(READING TEXT begins)

Childbirth in the 18th Century

As an amateur historian I am fascinated by all aspects of life in the 18th century so I was pleased to find this article on childbirth by Catherine Delors who writes her blog from Paris.

A guest post by Holly Tucker: Childbirth in the 17th and 18th centuries

"Early-modern obstetrical manuals contained a detailed inventory of the many things that could go wrong in the birth room. And for good reason. It is estimated that one of ten women could expect to die from childbirth related causes in the Old Regime. A married women would become pregnant, on average, five or six times.Given that up to 10% of the labors were fatal, this means a woman had a 50% to 60% chance of dying during her reproductive life." more...

I remember my wife Suzanne delivering our youngest daughter Geneviève without anesthetics.
I can not conceive of her delivering with her doctors who knew little real medicine other than bleeding and cupping, people standing around to register the birth and other onlookers.

Thanks and Tip of the Beret to both Catherine and Holly Tucker.

de Brantigny

Holly Tucker, Associate Professor of Medical History, French and Italian at Vanderbilt University (and owner of the Wonders and Marvels blog)

1 comment:

Catherine Delors said...

Thanks for the link, Richard! Indeed we sometimes take modern medicine for granted, and forget to count our blessings.

(READING TEXT ends)

EXPLORE THE MATERIAL
#1 Using the post on 18th-century childbirth, explain in one to three sentences how it reaches the figure of a 50% to 60% chance of a woman dying during her reproductive life.
#2 Copy the post on 18th-century childbirth word for word, from "A guest post" to "and other onlookers.".
The material after this point has nothing to do with the post on 18th-century childbirth.

(SOURCE MATERIAL begins)

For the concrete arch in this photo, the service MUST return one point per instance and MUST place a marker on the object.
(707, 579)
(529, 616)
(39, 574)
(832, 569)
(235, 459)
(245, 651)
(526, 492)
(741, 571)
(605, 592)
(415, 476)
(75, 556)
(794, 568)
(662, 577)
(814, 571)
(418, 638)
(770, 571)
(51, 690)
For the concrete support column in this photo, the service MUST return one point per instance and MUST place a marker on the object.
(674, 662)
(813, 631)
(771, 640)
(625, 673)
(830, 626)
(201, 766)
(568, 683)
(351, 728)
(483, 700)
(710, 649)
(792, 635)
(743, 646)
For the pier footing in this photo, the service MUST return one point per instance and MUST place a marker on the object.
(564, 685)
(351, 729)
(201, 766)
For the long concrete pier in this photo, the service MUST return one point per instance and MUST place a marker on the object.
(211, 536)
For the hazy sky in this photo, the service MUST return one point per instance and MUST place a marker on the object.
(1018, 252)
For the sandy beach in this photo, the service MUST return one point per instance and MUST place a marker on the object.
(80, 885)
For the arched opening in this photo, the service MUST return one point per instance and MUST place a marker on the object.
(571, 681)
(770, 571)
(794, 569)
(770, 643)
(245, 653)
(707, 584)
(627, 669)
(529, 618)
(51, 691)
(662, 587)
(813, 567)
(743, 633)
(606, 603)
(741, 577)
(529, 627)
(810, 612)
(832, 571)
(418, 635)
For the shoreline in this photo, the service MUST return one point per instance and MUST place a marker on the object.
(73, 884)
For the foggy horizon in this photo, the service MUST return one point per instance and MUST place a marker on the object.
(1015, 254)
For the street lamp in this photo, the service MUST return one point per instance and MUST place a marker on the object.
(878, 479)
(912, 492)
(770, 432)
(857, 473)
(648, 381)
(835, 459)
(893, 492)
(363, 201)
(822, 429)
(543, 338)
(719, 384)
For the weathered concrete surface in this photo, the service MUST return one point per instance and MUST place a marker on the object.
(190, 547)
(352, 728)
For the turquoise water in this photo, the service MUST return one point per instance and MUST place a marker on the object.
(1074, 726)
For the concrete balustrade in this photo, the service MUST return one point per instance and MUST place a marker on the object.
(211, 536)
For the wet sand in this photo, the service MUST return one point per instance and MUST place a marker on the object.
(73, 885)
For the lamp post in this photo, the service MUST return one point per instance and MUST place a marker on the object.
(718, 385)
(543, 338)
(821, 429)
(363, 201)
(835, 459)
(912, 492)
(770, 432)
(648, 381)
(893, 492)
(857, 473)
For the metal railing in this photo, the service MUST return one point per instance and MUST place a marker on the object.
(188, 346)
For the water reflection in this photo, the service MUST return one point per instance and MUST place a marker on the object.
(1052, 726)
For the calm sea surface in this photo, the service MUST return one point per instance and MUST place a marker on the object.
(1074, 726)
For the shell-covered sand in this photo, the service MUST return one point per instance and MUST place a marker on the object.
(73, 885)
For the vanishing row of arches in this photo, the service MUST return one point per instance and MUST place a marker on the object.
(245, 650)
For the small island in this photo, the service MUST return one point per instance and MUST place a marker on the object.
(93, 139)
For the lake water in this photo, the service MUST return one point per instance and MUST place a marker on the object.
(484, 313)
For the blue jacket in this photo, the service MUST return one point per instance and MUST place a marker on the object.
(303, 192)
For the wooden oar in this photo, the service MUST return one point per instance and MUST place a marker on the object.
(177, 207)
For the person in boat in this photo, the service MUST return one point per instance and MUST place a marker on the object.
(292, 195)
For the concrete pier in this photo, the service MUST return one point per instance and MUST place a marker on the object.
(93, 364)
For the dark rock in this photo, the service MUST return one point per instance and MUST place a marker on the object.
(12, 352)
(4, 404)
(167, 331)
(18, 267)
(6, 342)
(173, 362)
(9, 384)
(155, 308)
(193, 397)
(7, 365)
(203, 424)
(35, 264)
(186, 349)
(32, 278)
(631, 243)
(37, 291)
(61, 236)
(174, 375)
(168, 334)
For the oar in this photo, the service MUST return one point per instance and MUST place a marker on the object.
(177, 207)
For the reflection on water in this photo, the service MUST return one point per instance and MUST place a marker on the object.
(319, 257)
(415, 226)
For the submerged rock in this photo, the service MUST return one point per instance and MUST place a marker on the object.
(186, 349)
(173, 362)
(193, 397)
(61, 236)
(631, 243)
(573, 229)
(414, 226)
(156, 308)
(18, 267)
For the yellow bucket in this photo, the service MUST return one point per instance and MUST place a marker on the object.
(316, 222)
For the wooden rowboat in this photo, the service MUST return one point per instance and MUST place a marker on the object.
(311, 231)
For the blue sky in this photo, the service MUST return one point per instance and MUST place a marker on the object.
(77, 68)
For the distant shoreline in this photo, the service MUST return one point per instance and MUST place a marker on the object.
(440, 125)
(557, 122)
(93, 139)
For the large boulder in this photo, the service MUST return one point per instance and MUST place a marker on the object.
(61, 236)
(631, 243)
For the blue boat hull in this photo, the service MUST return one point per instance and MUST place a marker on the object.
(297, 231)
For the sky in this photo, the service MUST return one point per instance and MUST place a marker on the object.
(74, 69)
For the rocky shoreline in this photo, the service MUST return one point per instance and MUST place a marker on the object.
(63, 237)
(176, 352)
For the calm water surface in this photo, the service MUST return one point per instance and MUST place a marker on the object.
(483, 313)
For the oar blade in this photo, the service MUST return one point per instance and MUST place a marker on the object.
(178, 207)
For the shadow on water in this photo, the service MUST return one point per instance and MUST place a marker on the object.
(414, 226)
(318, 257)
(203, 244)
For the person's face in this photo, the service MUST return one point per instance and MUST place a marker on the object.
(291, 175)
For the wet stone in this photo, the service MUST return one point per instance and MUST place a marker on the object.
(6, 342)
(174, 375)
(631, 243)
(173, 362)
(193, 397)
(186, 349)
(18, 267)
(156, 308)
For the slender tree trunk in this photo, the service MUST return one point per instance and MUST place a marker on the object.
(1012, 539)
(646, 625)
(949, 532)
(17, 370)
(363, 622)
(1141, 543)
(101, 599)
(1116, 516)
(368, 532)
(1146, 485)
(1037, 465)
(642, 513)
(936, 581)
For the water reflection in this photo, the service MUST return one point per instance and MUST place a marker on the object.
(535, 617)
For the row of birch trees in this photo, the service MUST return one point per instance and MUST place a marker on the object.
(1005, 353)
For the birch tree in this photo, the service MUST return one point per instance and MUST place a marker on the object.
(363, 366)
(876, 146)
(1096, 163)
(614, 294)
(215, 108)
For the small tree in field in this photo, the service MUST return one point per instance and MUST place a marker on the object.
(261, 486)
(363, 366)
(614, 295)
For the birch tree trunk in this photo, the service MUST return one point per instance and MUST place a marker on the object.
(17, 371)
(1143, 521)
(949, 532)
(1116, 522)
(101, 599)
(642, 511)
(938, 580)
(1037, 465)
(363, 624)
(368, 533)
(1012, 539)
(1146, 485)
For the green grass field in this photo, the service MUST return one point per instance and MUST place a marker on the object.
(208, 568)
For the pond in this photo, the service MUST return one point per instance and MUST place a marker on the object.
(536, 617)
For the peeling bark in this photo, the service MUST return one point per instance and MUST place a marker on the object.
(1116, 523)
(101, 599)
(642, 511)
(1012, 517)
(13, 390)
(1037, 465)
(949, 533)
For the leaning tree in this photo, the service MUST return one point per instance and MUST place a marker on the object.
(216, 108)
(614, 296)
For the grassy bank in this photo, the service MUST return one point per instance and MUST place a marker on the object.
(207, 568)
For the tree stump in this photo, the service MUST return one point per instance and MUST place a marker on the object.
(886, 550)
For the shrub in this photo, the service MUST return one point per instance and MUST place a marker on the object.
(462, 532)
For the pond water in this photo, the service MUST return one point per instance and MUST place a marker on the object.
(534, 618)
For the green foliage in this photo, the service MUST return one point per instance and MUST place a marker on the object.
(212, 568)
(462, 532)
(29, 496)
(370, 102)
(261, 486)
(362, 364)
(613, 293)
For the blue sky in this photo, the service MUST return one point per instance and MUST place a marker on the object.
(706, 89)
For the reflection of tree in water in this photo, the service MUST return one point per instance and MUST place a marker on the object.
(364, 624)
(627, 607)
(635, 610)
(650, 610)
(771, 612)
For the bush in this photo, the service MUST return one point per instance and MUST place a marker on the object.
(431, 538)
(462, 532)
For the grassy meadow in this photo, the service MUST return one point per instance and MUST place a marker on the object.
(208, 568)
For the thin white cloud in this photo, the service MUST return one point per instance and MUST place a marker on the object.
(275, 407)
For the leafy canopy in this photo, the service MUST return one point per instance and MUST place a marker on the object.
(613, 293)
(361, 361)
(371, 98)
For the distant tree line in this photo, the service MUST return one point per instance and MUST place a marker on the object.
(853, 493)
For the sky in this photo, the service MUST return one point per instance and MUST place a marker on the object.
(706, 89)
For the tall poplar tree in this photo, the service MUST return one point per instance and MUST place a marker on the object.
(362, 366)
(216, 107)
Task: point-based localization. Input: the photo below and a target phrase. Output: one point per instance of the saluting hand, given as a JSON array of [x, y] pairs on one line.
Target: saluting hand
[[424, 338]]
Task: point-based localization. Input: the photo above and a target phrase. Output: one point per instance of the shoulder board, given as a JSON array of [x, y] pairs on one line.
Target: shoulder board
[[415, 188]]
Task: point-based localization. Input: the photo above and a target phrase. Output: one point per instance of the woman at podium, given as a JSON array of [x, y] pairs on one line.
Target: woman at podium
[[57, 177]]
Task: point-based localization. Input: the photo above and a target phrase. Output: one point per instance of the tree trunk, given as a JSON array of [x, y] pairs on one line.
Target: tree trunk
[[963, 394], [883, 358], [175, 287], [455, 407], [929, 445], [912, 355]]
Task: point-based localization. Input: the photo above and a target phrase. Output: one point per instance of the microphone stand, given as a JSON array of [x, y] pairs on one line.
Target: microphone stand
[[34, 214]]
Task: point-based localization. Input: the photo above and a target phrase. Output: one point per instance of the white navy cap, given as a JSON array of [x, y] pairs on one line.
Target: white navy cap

(SOURCE MATERIAL ends)

ANSWERS TO THE EXERCISES
#1 A married woman became pregnant five or six times on average, and up to 10% of labors were fatal. Across those pregnancies, her chance of dying came to 50% to 60%.

#2
A guest post by Holly Tucker: Childbirth in the 17th and 18th centuries

"Early-modern obstetrical manuals contained a detailed inventory of the many things that could go wrong in the birth room. And for good reason. It is estimated that one of ten women could expect to die from childbirth related causes in the Old Regime. A married women would become pregnant, on average, five or six times.Given that up to 10% of the labors were fatal, this means a woman had a 50% to 60% chance of dying during her reproductive life." more...

I remember my wife Suzanne delivering our youngest daughter Geneviève without anesthetics.
I can not conceive of her delivering with her doctors who knew little real medicine other than bleeding and cupping, people standing around to register the birth and other onlookers.